- RECORDS SHOWN
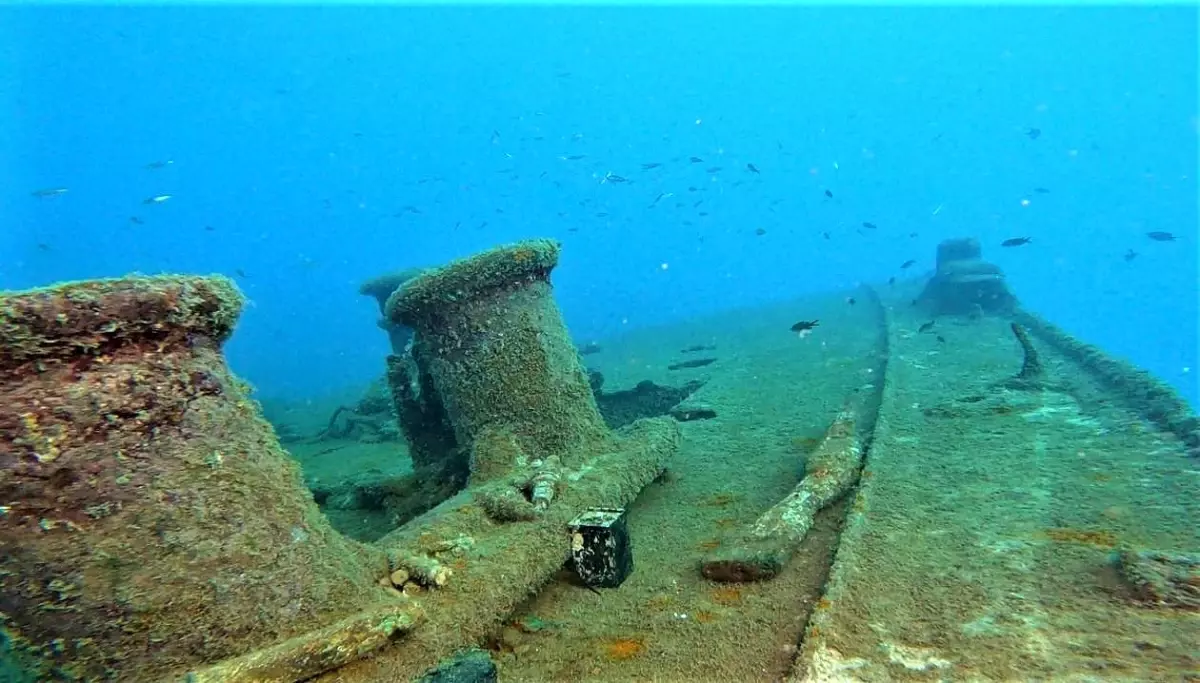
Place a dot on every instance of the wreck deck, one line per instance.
(978, 545)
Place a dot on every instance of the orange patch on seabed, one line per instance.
(1098, 538)
(727, 595)
(625, 648)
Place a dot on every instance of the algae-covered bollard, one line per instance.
(498, 353)
(761, 551)
(381, 288)
(150, 522)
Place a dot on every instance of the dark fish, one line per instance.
(661, 197)
(687, 364)
(589, 348)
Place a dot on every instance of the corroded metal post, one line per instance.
(498, 353)
(149, 521)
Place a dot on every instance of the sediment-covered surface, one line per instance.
(982, 544)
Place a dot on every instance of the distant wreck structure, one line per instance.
(965, 285)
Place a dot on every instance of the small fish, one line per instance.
(804, 328)
(661, 197)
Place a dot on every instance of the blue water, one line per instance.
(299, 136)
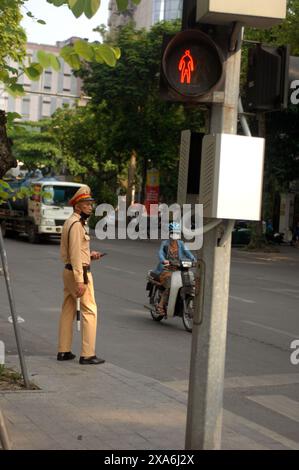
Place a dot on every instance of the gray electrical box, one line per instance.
(190, 167)
(254, 13)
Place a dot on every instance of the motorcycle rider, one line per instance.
(171, 252)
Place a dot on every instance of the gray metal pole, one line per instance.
(13, 311)
(205, 400)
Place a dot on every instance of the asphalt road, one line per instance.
(263, 321)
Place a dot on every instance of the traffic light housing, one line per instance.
(192, 67)
(267, 86)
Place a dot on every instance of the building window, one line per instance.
(46, 109)
(47, 80)
(67, 82)
(26, 107)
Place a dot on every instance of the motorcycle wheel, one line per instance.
(188, 315)
(155, 315)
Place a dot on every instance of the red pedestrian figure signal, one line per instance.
(186, 67)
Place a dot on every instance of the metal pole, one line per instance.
(13, 311)
(205, 400)
(4, 436)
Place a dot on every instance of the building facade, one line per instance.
(52, 91)
(147, 13)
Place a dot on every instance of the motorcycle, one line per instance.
(181, 295)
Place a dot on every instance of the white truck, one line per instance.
(42, 214)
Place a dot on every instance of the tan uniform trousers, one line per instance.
(68, 314)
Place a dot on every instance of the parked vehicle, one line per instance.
(43, 213)
(181, 296)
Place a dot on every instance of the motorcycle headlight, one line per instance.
(48, 222)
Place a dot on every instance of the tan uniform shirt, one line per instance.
(78, 252)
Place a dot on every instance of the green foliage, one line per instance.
(282, 150)
(139, 120)
(13, 41)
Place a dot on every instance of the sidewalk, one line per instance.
(108, 408)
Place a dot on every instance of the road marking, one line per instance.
(255, 381)
(232, 419)
(282, 332)
(240, 299)
(279, 404)
(289, 292)
(120, 270)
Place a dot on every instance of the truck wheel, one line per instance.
(5, 232)
(33, 237)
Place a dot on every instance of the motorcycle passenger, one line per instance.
(171, 252)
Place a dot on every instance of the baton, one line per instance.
(78, 314)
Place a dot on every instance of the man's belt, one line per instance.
(70, 267)
(86, 269)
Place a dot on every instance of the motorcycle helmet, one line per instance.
(174, 227)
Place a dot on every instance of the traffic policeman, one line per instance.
(78, 281)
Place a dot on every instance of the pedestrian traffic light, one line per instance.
(192, 67)
(268, 78)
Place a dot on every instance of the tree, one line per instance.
(13, 41)
(142, 124)
(282, 149)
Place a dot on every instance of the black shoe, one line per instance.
(65, 356)
(91, 360)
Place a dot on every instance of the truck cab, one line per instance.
(43, 213)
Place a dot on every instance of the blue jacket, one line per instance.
(184, 253)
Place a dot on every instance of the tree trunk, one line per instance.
(7, 159)
(131, 179)
(257, 236)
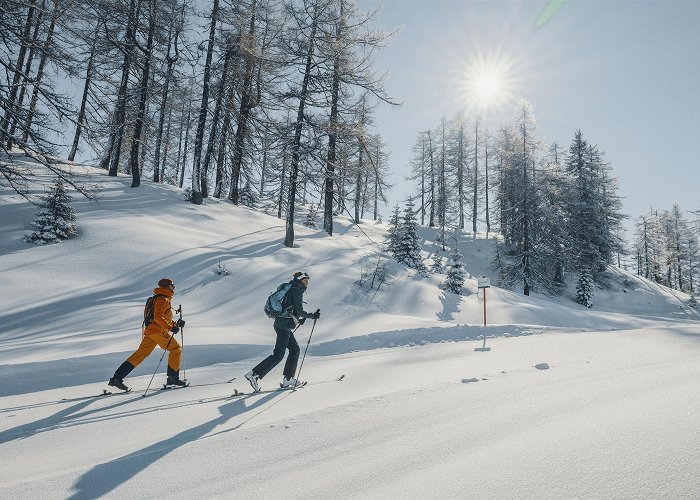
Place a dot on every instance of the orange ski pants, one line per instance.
(164, 340)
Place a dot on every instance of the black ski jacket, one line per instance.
(293, 299)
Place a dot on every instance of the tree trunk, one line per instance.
(333, 132)
(431, 219)
(83, 102)
(10, 110)
(164, 103)
(40, 72)
(34, 43)
(115, 140)
(145, 80)
(296, 145)
(197, 197)
(476, 177)
(246, 105)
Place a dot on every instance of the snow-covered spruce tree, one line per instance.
(438, 266)
(408, 250)
(584, 288)
(455, 273)
(247, 197)
(311, 215)
(54, 222)
(393, 235)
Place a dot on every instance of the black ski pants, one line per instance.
(285, 340)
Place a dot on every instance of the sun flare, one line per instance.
(487, 82)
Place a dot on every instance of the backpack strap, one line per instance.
(148, 310)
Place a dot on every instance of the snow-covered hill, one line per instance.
(569, 402)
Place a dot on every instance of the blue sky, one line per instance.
(627, 73)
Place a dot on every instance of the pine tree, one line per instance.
(455, 273)
(311, 216)
(408, 249)
(438, 266)
(393, 235)
(54, 222)
(584, 289)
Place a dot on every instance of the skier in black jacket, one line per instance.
(285, 325)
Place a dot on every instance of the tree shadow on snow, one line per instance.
(450, 305)
(103, 478)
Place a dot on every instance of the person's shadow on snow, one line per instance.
(103, 478)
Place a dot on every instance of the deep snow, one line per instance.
(568, 403)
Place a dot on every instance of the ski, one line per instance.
(106, 393)
(236, 393)
(167, 387)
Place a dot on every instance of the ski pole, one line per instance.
(182, 338)
(304, 356)
(159, 362)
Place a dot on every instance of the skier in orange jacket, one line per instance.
(160, 330)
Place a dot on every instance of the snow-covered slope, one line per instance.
(556, 408)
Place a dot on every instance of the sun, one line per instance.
(487, 81)
(487, 86)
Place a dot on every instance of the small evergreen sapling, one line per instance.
(455, 273)
(438, 266)
(584, 289)
(55, 220)
(408, 250)
(311, 216)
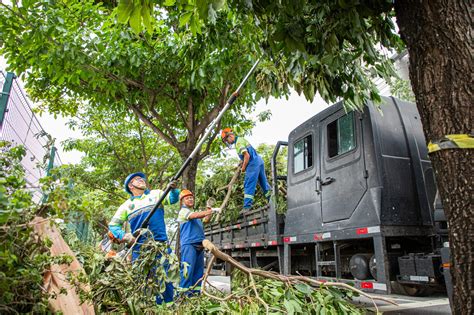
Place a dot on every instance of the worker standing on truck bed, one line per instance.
(191, 237)
(252, 166)
(135, 210)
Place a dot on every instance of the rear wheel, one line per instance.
(412, 289)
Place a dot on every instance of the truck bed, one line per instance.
(251, 229)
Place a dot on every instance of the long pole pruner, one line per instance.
(229, 103)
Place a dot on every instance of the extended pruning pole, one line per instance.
(198, 146)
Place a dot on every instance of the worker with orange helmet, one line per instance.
(191, 237)
(252, 166)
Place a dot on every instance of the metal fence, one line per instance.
(20, 126)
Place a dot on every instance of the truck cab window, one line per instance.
(341, 135)
(303, 154)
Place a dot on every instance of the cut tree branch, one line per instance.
(290, 280)
(150, 124)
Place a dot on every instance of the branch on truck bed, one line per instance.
(291, 280)
(229, 191)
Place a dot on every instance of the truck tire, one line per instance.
(411, 289)
(359, 266)
(373, 267)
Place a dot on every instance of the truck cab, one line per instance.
(361, 198)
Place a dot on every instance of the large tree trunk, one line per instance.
(438, 35)
(189, 175)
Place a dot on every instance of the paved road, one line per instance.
(432, 305)
(437, 304)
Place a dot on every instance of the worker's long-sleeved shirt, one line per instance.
(191, 230)
(136, 209)
(241, 146)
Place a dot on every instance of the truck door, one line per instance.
(303, 203)
(343, 181)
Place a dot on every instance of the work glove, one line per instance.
(216, 210)
(128, 238)
(174, 184)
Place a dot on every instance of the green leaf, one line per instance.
(146, 16)
(125, 8)
(289, 307)
(304, 288)
(184, 19)
(136, 19)
(169, 3)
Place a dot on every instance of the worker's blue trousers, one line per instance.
(193, 255)
(255, 172)
(167, 296)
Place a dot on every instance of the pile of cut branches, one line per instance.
(117, 286)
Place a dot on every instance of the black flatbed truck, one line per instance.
(362, 205)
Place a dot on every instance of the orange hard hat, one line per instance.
(225, 132)
(185, 193)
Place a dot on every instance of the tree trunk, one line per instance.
(189, 175)
(438, 35)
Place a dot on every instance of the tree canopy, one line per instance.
(73, 55)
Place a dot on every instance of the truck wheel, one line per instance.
(412, 290)
(359, 266)
(373, 267)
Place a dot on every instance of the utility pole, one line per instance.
(5, 96)
(52, 156)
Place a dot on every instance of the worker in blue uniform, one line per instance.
(252, 166)
(135, 210)
(191, 237)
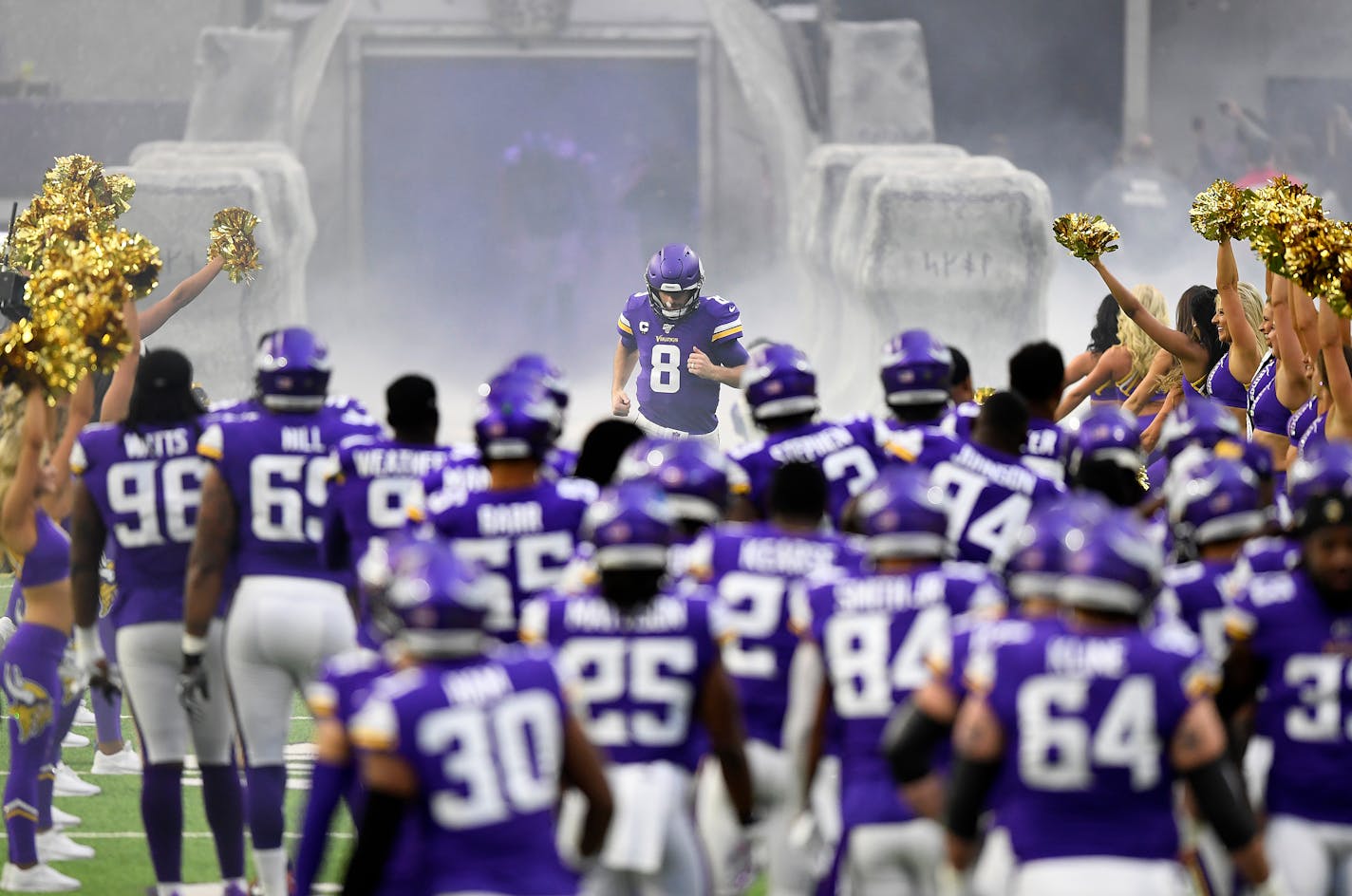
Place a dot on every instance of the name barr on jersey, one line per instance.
(788, 557)
(510, 519)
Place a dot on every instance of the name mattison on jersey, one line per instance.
(160, 443)
(303, 439)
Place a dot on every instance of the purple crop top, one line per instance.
(48, 561)
(1223, 385)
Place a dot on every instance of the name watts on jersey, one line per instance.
(303, 439)
(476, 687)
(162, 443)
(596, 615)
(813, 446)
(779, 555)
(892, 593)
(404, 462)
(1099, 657)
(1006, 475)
(510, 519)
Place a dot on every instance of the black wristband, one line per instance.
(969, 784)
(911, 740)
(1220, 794)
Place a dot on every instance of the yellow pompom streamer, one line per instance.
(1086, 235)
(1218, 211)
(232, 239)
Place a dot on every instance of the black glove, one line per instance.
(192, 685)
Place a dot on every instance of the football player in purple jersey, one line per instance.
(334, 698)
(644, 666)
(871, 633)
(378, 478)
(915, 375)
(1087, 724)
(141, 484)
(1291, 641)
(34, 487)
(1106, 456)
(988, 487)
(262, 504)
(523, 528)
(920, 730)
(685, 345)
(781, 392)
(753, 567)
(474, 743)
(1214, 509)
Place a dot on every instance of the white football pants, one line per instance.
(149, 656)
(1099, 876)
(1309, 855)
(279, 631)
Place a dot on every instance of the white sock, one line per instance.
(272, 870)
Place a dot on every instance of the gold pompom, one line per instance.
(1086, 236)
(232, 239)
(1218, 213)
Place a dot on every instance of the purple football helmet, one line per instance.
(549, 376)
(426, 596)
(1107, 433)
(291, 370)
(631, 526)
(691, 472)
(1215, 500)
(902, 515)
(1196, 420)
(1113, 565)
(516, 420)
(779, 382)
(675, 270)
(917, 369)
(1044, 546)
(1325, 471)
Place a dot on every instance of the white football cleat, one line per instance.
(64, 819)
(124, 761)
(54, 847)
(70, 784)
(40, 879)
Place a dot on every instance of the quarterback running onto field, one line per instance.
(685, 345)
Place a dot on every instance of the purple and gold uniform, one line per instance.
(988, 495)
(752, 568)
(1198, 596)
(373, 484)
(146, 485)
(523, 536)
(485, 739)
(1046, 450)
(634, 678)
(668, 394)
(1084, 717)
(276, 466)
(849, 455)
(875, 633)
(1305, 647)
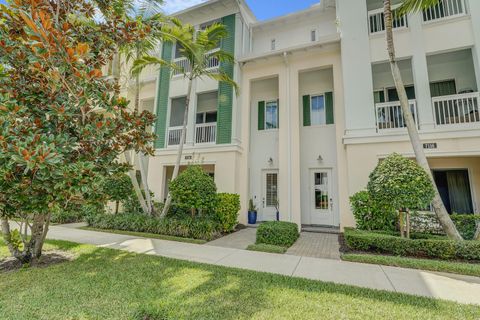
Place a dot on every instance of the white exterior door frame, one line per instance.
(322, 198)
(269, 194)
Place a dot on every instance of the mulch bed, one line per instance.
(49, 258)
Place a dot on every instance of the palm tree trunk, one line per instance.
(180, 147)
(437, 203)
(136, 187)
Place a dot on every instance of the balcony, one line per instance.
(457, 109)
(389, 116)
(174, 135)
(184, 65)
(445, 9)
(376, 23)
(206, 133)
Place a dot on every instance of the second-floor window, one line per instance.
(271, 115)
(317, 110)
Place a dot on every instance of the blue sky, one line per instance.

- TASK DIRECTIONS
Print the line containing "Place a dot on every instance of the white exterior" and every line after it to the end of the records above, exactly as written, and nothing else.

- RESULT
Place a dot on every instance of the white exterior door frame, one line per instance.
(322, 198)
(269, 194)
Place a dot on every instance of the mulch bed, one line per instance.
(49, 258)
Place a dot on every instance of the palm tree trunk, one line per instance.
(180, 147)
(437, 203)
(136, 187)
Place a dot on every instance of the balcony, one line per instance.
(457, 109)
(389, 116)
(174, 135)
(184, 65)
(445, 9)
(376, 23)
(206, 133)
Place a dot on every instance of the second-floor window, one line per instance.
(271, 115)
(317, 110)
Place a dot on every instance of the blue sky, one line per instance.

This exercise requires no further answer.